Copy out the material below line for line, changing nothing.

+-------+

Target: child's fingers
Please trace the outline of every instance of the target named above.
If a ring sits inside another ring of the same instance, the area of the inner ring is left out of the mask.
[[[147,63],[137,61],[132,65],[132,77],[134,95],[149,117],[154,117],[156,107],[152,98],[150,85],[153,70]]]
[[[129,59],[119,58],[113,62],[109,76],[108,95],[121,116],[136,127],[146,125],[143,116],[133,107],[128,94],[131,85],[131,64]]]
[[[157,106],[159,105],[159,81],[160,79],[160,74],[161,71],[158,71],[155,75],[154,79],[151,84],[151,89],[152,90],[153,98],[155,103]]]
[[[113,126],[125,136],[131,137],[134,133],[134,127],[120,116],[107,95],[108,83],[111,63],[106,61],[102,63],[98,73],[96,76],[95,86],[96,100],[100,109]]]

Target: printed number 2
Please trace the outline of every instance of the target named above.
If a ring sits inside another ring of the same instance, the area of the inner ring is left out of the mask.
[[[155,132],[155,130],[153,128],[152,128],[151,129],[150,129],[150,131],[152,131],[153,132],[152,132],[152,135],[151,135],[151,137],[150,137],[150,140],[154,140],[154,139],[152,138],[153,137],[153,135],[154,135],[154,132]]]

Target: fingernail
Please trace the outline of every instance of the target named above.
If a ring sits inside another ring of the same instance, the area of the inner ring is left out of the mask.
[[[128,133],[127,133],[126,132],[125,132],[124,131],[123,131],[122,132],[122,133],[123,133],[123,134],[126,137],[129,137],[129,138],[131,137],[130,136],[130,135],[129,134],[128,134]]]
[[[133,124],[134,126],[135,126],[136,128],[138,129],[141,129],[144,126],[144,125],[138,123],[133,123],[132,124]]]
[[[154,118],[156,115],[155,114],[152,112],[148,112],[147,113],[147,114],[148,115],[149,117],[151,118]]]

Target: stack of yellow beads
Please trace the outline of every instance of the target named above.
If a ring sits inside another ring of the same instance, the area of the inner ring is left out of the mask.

+-------+

> [Reply]:
Target: child's fingers
Please trace the outline of every instance of the target named above.
If a ring sits inside another ring of the same instance, the area of the inner ring is left out of the mask.
[[[147,63],[137,61],[132,65],[132,77],[134,95],[149,117],[154,117],[156,107],[152,98],[150,85],[153,70]]]
[[[129,59],[119,58],[113,62],[109,76],[108,95],[121,116],[136,127],[146,125],[143,116],[133,107],[128,94],[131,85],[131,64]]]
[[[157,106],[159,105],[159,81],[160,79],[160,74],[161,71],[158,71],[155,75],[154,79],[151,84],[151,89],[152,90],[153,98],[155,103]]]
[[[113,126],[125,136],[131,137],[134,133],[134,127],[120,116],[107,95],[108,83],[111,63],[106,61],[102,63],[98,73],[96,76],[95,86],[96,100],[100,109]]]

Target: printed number 2
Please trace the outline of every instance of the target named above.
If a ring sits inside another ring of the same instance, the area of the inner ring is left out of the mask.
[[[155,132],[155,130],[153,128],[152,128],[151,129],[150,129],[150,131],[152,131],[153,132],[152,132],[152,135],[151,135],[151,137],[150,137],[150,140],[154,140],[154,139],[152,138],[153,137],[153,135],[154,135],[154,132]]]

Target: fingernail
Please trace the outline of every instance of the target named above.
If a ring sits inside another ring of the same instance, the area of the inner ring is left out of the mask.
[[[128,133],[127,133],[126,132],[125,132],[124,131],[123,131],[122,132],[122,133],[123,133],[123,134],[126,137],[129,137],[129,138],[131,137],[130,136],[130,135],[129,134],[128,134]]]
[[[133,124],[134,126],[135,126],[136,128],[138,129],[141,129],[144,126],[144,125],[138,123],[133,123],[132,124]]]
[[[154,118],[156,115],[155,114],[152,112],[148,112],[147,113],[147,114],[148,115],[149,117],[151,118]]]

Target: stack of yellow beads
Please trace the outline of every instance of the target named above.
If a ring sits inside another ring of the same instance, the area of the inner ring is left out of the mask.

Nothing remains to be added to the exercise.